WHAT IS NEEDED ->
Extract each line of the data and write it out again exactly.

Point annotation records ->
═══
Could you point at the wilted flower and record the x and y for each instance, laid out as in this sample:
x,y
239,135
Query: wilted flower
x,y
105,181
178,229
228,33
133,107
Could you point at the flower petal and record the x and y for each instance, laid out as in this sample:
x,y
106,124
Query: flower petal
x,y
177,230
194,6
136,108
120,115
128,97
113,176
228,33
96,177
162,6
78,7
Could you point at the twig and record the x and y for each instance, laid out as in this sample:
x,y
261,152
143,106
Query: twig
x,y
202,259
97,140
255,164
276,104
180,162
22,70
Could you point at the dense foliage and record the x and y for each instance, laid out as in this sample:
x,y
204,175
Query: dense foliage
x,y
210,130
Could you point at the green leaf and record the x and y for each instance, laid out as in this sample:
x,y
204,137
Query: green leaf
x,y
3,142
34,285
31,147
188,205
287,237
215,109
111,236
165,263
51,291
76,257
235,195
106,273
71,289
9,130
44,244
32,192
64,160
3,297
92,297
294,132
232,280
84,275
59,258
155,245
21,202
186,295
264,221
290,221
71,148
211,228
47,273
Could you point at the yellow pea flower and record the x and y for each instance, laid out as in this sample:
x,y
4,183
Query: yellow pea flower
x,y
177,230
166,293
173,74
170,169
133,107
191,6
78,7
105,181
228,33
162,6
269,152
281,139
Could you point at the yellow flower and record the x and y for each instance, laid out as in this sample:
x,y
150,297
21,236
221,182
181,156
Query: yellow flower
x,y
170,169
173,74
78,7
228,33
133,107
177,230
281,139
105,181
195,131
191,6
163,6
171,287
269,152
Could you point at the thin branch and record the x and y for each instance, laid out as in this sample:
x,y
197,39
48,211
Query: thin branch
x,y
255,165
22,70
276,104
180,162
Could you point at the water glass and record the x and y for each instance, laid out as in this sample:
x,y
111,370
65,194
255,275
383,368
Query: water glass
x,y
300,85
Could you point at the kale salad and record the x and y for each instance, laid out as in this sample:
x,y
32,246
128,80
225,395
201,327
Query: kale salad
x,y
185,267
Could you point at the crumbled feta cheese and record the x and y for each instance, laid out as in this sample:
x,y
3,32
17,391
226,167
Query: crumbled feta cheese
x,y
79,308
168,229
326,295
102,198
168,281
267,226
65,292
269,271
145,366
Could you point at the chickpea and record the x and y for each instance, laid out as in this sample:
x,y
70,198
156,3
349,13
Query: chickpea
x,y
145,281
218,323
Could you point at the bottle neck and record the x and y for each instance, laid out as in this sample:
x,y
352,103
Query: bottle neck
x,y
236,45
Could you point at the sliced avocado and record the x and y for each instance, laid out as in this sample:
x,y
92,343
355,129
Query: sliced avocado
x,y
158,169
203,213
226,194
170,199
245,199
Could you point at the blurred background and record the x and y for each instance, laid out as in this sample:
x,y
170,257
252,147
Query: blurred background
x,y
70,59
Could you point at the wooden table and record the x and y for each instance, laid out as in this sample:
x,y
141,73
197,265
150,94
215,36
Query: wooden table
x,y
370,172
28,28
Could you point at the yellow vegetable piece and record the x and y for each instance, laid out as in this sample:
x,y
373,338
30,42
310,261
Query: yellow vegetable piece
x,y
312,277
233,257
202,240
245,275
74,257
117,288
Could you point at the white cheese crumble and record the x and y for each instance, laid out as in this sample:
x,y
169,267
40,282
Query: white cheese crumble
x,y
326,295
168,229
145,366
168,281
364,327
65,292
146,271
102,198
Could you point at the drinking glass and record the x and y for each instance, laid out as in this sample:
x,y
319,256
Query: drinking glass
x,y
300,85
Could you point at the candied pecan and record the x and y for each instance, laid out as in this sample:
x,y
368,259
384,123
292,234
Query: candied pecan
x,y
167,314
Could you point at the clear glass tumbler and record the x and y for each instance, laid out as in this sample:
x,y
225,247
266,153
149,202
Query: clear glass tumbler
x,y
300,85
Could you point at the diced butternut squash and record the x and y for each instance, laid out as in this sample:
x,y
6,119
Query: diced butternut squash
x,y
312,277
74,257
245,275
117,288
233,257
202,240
═══
EXERCISE OUTPUT ->
Could you point at the wilted flower and record the x and y for each instance, laid out as in this sample:
x,y
239,135
Query: wilted flower
x,y
105,181
178,229
228,33
133,107
Could you point at the flower petal and record the x and y for each instance, laid out as in this sample:
x,y
106,124
Query: flower petal
x,y
177,230
194,6
136,108
120,115
128,97
113,176
228,33
96,177
162,6
78,7
Could you point at the twig and record the x and y for each instance, laid out as in this sample:
x,y
261,152
143,106
Query: twig
x,y
202,259
97,140
255,164
276,104
180,162
22,70
Could you point at the dense foliage and record the x and y for each instance, laid out as in this sample:
x,y
204,175
Query: dense foliage
x,y
210,130
Could you point at the green leaf and record the x and y for each instance, laid out as in this sample:
x,y
204,137
Query: green leaf
x,y
3,142
34,285
31,147
188,205
287,237
215,109
111,236
165,263
51,291
76,257
235,195
106,273
71,289
9,130
44,244
32,192
64,160
3,297
92,297
294,132
232,280
84,275
59,258
155,245
21,202
186,295
264,221
290,221
71,148
211,228
47,273
Could you point at the yellow pea flower and record the x and y for each instance, laid out as in this sample:
x,y
4,183
Query: yellow pea flower
x,y
177,230
166,293
173,74
170,169
133,107
191,6
78,7
105,181
228,33
162,6
269,152
281,139
Could you point at the yellow flower and record the x and y for each instance, laid out as in this sample:
x,y
150,297
21,236
221,182
181,156
Query: yellow flower
x,y
170,169
173,74
78,7
228,33
133,107
177,230
281,139
105,181
195,131
191,6
163,6
171,287
269,152
Could you point at the thin branch and record the x and y for each instance, laid out as in this sample:
x,y
197,39
48,211
Query: thin branch
x,y
255,165
22,70
276,104
180,162
Could you point at the water glass and record the x and y for each instance, laid out as in this sample:
x,y
111,370
65,194
255,275
383,368
Query: water glass
x,y
300,85
Could you point at the kale salad and record the x and y for each instance, laid out as in this sample:
x,y
32,246
128,80
225,395
201,327
Query: kale salad
x,y
185,267
Could you point at the crumbled feta cheese and record the x and y for each instance, laid out as in this sample:
x,y
3,32
17,391
226,167
Query: crumbled feta cheese
x,y
79,308
168,229
326,295
102,198
168,281
267,226
65,292
269,271
145,366
Could you point at the chickpea and record the x and y for each instance, laid out as in this sample:
x,y
70,198
156,3
349,13
Query: chickpea
x,y
145,281
218,323
Could you point at the bottle neck and record the x and y for each instance, laid out as in this sample:
x,y
352,103
Query: bottle neck
x,y
236,45
Could you point at the sliced avocado and record the x and y for each instance, laid out as in this sample:
x,y
92,343
355,129
Query: sliced avocado
x,y
158,169
203,213
226,194
170,199
245,199
Could you point at the blurred background and record the x and y for each instance, laid out as in this sample:
x,y
170,257
252,147
Query: blurred background
x,y
70,59
Could you point at the wooden table and record the x and y for each instance, laid out as in this sample:
x,y
141,73
197,265
150,94
215,36
Query: wooden table
x,y
370,172
28,28
Could you point at the yellow vegetable piece and record the x and y for each instance, laid out as in this sample:
x,y
373,338
30,42
310,261
Query: yellow vegetable piece
x,y
312,277
233,257
202,240
245,275
74,257
117,288
Could you point at the white cheese crumble and record the x and y for each instance, laid out as in this sample:
x,y
169,267
40,282
Query: white cheese crumble
x,y
326,295
168,229
145,366
168,281
364,327
65,292
146,271
102,198
Could you point at the drinking glass and record the x and y for each instance, laid out as in this sample:
x,y
319,256
Query: drinking glass
x,y
300,85
Could you point at the candied pecan and record the x and y for each instance, laid out as in this sample:
x,y
368,259
384,123
292,234
Query: candied pecan
x,y
167,314
Could you point at the clear glass tumbler and record the x and y for each instance, laid out as in this sample:
x,y
225,247
266,153
149,202
Query: clear glass tumbler
x,y
300,85
Could you point at the diced butternut squash and record the x and y for each instance, laid out as in this sample:
x,y
6,119
Query: diced butternut squash
x,y
312,277
74,257
245,275
117,288
233,257
202,240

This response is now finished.